* Dataset records
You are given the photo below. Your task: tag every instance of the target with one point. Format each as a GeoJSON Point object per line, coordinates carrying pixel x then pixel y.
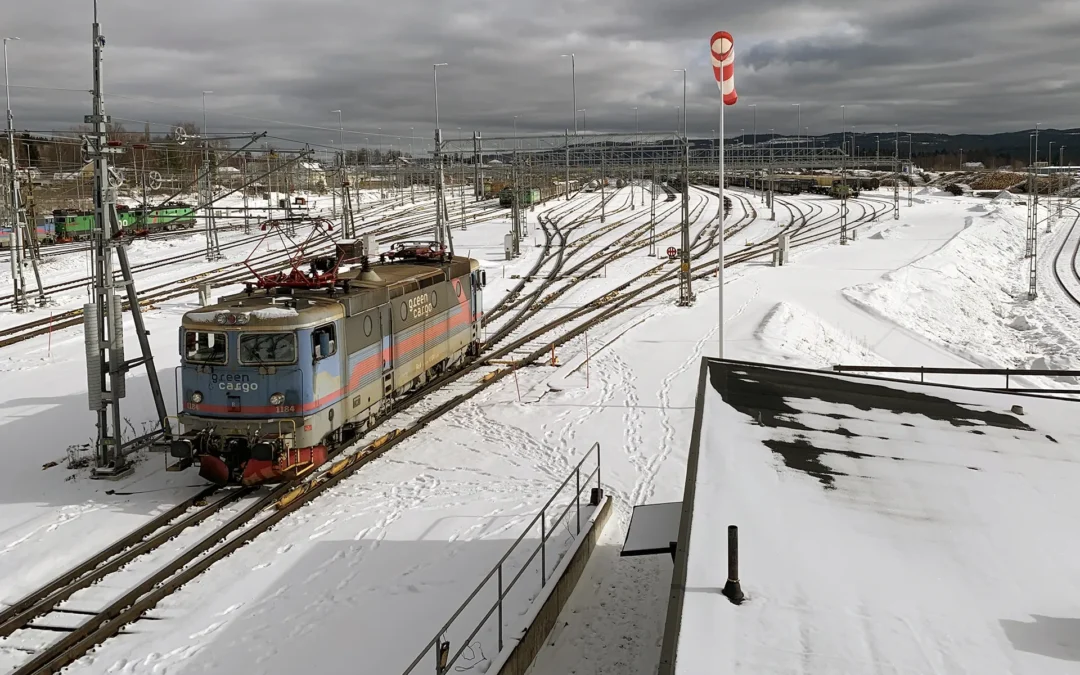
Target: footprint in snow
{"type": "Point", "coordinates": [203, 633]}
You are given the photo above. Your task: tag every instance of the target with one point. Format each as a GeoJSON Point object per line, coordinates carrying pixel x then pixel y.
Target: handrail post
{"type": "Point", "coordinates": [500, 607]}
{"type": "Point", "coordinates": [543, 547]}
{"type": "Point", "coordinates": [597, 466]}
{"type": "Point", "coordinates": [577, 495]}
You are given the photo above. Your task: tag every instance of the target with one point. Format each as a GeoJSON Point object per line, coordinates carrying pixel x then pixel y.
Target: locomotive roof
{"type": "Point", "coordinates": [269, 309]}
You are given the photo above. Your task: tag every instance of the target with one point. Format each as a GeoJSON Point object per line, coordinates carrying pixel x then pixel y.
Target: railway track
{"type": "Point", "coordinates": [1072, 239]}
{"type": "Point", "coordinates": [255, 513]}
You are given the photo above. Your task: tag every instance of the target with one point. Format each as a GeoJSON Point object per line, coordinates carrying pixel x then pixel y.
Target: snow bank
{"type": "Point", "coordinates": [809, 341]}
{"type": "Point", "coordinates": [971, 296]}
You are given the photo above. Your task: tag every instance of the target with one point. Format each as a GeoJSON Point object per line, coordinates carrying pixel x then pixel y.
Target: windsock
{"type": "Point", "coordinates": [724, 65]}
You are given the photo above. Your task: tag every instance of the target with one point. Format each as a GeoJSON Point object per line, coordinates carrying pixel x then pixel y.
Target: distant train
{"type": "Point", "coordinates": [278, 379]}
{"type": "Point", "coordinates": [528, 196]}
{"type": "Point", "coordinates": [44, 230]}
{"type": "Point", "coordinates": [72, 225]}
{"type": "Point", "coordinates": [69, 225]}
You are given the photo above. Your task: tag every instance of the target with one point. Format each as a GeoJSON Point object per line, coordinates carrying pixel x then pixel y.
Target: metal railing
{"type": "Point", "coordinates": [439, 644]}
{"type": "Point", "coordinates": [1008, 373]}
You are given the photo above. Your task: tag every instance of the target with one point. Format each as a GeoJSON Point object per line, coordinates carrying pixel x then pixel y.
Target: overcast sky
{"type": "Point", "coordinates": [979, 66]}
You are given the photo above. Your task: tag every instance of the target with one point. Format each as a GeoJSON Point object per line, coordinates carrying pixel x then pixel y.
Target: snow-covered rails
{"type": "Point", "coordinates": [274, 381]}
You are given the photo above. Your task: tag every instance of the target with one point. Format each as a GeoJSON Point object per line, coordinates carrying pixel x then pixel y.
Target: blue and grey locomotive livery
{"type": "Point", "coordinates": [274, 380]}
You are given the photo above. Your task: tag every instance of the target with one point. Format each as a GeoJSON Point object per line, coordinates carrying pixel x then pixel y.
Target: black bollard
{"type": "Point", "coordinates": [732, 589]}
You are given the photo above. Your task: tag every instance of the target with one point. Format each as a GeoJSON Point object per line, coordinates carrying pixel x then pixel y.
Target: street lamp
{"type": "Point", "coordinates": [340, 135]}
{"type": "Point", "coordinates": [632, 192]}
{"type": "Point", "coordinates": [204, 117]}
{"type": "Point", "coordinates": [683, 70]}
{"type": "Point", "coordinates": [574, 82]}
{"type": "Point", "coordinates": [11, 120]}
{"type": "Point", "coordinates": [798, 130]}
{"type": "Point", "coordinates": [15, 247]}
{"type": "Point", "coordinates": [434, 69]}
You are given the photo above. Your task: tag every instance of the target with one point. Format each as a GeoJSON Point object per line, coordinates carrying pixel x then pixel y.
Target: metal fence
{"type": "Point", "coordinates": [440, 646]}
{"type": "Point", "coordinates": [1008, 373]}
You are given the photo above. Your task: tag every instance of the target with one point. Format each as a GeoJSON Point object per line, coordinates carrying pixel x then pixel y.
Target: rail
{"type": "Point", "coordinates": [1008, 373]}
{"type": "Point", "coordinates": [439, 644]}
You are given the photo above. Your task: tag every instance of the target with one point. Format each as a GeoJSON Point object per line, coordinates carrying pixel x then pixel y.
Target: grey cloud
{"type": "Point", "coordinates": [969, 65]}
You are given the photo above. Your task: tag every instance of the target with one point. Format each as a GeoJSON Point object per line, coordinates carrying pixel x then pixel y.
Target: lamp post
{"type": "Point", "coordinates": [798, 130]}
{"type": "Point", "coordinates": [683, 70]}
{"type": "Point", "coordinates": [632, 191]}
{"type": "Point", "coordinates": [574, 82]}
{"type": "Point", "coordinates": [340, 134]}
{"type": "Point", "coordinates": [18, 299]}
{"type": "Point", "coordinates": [754, 163]}
{"type": "Point", "coordinates": [439, 161]}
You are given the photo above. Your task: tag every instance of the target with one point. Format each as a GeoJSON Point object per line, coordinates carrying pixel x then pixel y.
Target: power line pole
{"type": "Point", "coordinates": [103, 319]}
{"type": "Point", "coordinates": [21, 233]}
{"type": "Point", "coordinates": [686, 293]}
{"type": "Point", "coordinates": [895, 183]}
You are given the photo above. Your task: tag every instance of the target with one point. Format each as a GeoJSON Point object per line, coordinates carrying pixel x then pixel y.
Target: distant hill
{"type": "Point", "coordinates": [943, 150]}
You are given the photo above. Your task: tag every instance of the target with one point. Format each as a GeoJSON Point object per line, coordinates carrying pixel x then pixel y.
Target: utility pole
{"type": "Point", "coordinates": [21, 232]}
{"type": "Point", "coordinates": [895, 184]}
{"type": "Point", "coordinates": [652, 212]}
{"type": "Point", "coordinates": [844, 177]}
{"type": "Point", "coordinates": [603, 187]}
{"type": "Point", "coordinates": [213, 250]}
{"type": "Point", "coordinates": [103, 319]}
{"type": "Point", "coordinates": [440, 235]}
{"type": "Point", "coordinates": [515, 208]}
{"type": "Point", "coordinates": [566, 136]}
{"type": "Point", "coordinates": [686, 293]}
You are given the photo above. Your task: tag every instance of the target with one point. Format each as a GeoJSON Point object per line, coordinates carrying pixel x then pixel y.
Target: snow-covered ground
{"type": "Point", "coordinates": [385, 557]}
{"type": "Point", "coordinates": [901, 529]}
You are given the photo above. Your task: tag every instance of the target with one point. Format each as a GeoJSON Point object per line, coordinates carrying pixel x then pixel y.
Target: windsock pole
{"type": "Point", "coordinates": [719, 218]}
{"type": "Point", "coordinates": [723, 52]}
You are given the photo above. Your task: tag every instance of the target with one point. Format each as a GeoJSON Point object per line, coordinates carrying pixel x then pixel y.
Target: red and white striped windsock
{"type": "Point", "coordinates": [724, 65]}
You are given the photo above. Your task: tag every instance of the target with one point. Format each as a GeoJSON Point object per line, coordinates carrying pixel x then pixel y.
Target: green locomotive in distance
{"type": "Point", "coordinates": [72, 225]}
{"type": "Point", "coordinates": [528, 197]}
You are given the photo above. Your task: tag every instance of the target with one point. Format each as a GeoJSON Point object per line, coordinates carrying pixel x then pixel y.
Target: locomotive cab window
{"type": "Point", "coordinates": [267, 348]}
{"type": "Point", "coordinates": [323, 341]}
{"type": "Point", "coordinates": [204, 347]}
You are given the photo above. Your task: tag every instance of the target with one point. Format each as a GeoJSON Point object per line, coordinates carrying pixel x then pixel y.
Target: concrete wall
{"type": "Point", "coordinates": [521, 658]}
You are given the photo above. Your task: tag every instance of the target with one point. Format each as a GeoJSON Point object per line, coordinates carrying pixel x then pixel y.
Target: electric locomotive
{"type": "Point", "coordinates": [275, 379]}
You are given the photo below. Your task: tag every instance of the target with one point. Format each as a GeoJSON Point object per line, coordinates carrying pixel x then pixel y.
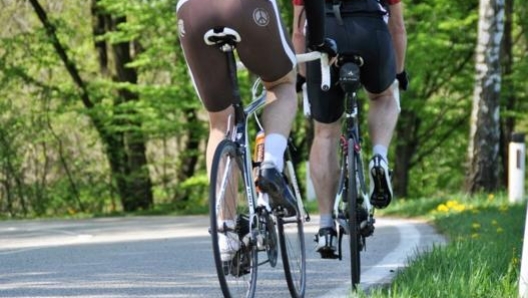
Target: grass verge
{"type": "Point", "coordinates": [482, 257]}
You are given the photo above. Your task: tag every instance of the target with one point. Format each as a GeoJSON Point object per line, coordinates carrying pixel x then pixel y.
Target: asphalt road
{"type": "Point", "coordinates": [171, 257]}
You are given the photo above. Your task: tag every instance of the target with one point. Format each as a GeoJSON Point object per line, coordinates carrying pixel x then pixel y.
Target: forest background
{"type": "Point", "coordinates": [98, 113]}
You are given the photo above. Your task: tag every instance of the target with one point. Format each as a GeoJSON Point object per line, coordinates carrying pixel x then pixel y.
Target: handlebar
{"type": "Point", "coordinates": [325, 66]}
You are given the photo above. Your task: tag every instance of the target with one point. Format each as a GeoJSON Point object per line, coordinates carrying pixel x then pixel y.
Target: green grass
{"type": "Point", "coordinates": [481, 258]}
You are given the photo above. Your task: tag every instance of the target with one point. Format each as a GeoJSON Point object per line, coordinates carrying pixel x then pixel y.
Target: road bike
{"type": "Point", "coordinates": [260, 231]}
{"type": "Point", "coordinates": [352, 208]}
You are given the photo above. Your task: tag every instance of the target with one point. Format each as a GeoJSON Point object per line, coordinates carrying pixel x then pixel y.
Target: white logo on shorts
{"type": "Point", "coordinates": [181, 28]}
{"type": "Point", "coordinates": [261, 17]}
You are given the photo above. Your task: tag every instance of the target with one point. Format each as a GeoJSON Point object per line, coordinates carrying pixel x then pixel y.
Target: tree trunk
{"type": "Point", "coordinates": [406, 146]}
{"type": "Point", "coordinates": [509, 98]}
{"type": "Point", "coordinates": [483, 151]}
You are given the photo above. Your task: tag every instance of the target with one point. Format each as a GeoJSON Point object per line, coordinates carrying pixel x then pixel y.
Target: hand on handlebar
{"type": "Point", "coordinates": [329, 47]}
{"type": "Point", "coordinates": [300, 81]}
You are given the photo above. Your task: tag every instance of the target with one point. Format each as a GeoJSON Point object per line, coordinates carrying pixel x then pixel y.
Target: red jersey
{"type": "Point", "coordinates": [390, 2]}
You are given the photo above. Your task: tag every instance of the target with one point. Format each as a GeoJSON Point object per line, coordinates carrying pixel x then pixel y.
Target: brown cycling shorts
{"type": "Point", "coordinates": [265, 47]}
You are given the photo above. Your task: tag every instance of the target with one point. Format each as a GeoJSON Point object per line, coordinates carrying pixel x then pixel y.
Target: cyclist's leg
{"type": "Point", "coordinates": [326, 110]}
{"type": "Point", "coordinates": [267, 51]}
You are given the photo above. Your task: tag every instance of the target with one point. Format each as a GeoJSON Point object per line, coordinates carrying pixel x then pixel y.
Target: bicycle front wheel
{"type": "Point", "coordinates": [292, 245]}
{"type": "Point", "coordinates": [234, 252]}
{"type": "Point", "coordinates": [291, 240]}
{"type": "Point", "coordinates": [352, 197]}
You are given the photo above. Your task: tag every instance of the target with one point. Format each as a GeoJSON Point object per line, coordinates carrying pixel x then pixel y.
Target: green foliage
{"type": "Point", "coordinates": [54, 157]}
{"type": "Point", "coordinates": [481, 259]}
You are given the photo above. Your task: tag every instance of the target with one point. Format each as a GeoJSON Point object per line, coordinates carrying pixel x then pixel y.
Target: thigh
{"type": "Point", "coordinates": [207, 64]}
{"type": "Point", "coordinates": [266, 48]}
{"type": "Point", "coordinates": [370, 38]}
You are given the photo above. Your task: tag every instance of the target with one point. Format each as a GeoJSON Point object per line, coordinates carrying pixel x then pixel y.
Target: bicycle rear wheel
{"type": "Point", "coordinates": [229, 219]}
{"type": "Point", "coordinates": [292, 244]}
{"type": "Point", "coordinates": [352, 198]}
{"type": "Point", "coordinates": [291, 239]}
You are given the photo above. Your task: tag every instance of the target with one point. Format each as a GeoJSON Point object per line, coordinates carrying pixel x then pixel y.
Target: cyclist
{"type": "Point", "coordinates": [360, 27]}
{"type": "Point", "coordinates": [266, 51]}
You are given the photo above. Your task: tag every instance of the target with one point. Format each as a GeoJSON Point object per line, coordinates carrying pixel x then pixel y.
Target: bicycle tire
{"type": "Point", "coordinates": [352, 194]}
{"type": "Point", "coordinates": [291, 239]}
{"type": "Point", "coordinates": [238, 277]}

* What is needed
Count the lines of the records that contain the word "lamp", treating uppercase and lowercase letters as distinct, and state only the resulting number.

* Solution to this exercise
2